■ STATED EXERCISE 1
Echo back the part of the car boot sale story that runs from "Buyer gives seller" down to "is. Guess what?", word for word.

■ DOCUMENT

--------

Mitchell Car Boot Sale; 7th August;
Large white van pulls into sell at Mitchell seller pays his rent and sets up his stall with his wife which is mainly furniture. We do not know the seller he is not a regular. A lady impressed with a ‘double bed settee’ asks how much and does a deal with the seller for £35.00 plus the delivery cost of ten pounds. The lady tells the seller ‘I do not have the full amount of cash may I pay a deposit please’ Seller says “Don’t worry about that my love you can pay me when I deliver”
Buyer gives seller her address and buyer is delighted, goes home redecorates and makes various changes to her room in readiness for her guests coming to stay today for a few days (on the settee) and for the delivery of the settee at the arranged time of 10.00 am on the Monday morning. Happiness is. Guess what?

--------

■ INFORMATION SHOWN
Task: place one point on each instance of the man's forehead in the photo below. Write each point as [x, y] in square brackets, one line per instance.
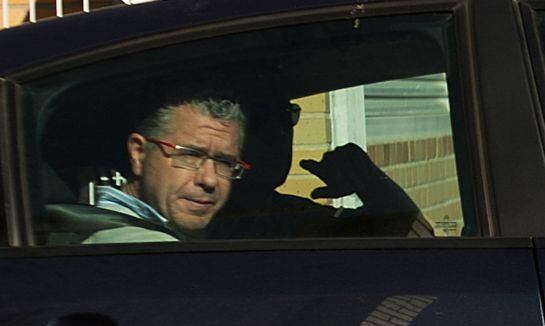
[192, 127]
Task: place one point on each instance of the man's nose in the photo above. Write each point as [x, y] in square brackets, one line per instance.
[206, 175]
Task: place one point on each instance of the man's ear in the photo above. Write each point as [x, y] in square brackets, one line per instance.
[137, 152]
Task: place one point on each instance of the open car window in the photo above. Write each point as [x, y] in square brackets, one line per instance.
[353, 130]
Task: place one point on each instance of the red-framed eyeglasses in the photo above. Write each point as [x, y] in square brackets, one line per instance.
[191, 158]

--------

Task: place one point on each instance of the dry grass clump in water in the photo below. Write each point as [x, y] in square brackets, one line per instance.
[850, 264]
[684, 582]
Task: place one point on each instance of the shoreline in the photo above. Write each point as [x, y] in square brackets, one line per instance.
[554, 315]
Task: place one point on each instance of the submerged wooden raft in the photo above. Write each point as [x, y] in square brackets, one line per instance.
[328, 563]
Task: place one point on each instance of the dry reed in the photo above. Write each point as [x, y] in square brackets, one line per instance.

--------

■ STATED EXERCISE 2
Collect every line of the records that contains the word "below", copying each one unchanged.

■ TASK RESPONSE 1
Buyer gives seller her address and buyer is delighted, goes home redecorates and makes various changes to her room in readiness for her guests coming to stay today for a few days (on the settee) and for the delivery of the settee at the arranged time of 10.00 am on the Monday morning. Happiness is. Guess what?

■ TASK RESPONSE 2
Task: place one point on each instance of the man's forehead in the photo below. Write each point as [x, y] in square brackets, one line per instance.
Task: place one point on each instance of the dry grass clump in water in the photo below. Write each point as [x, y] in square brackets, one line per instance.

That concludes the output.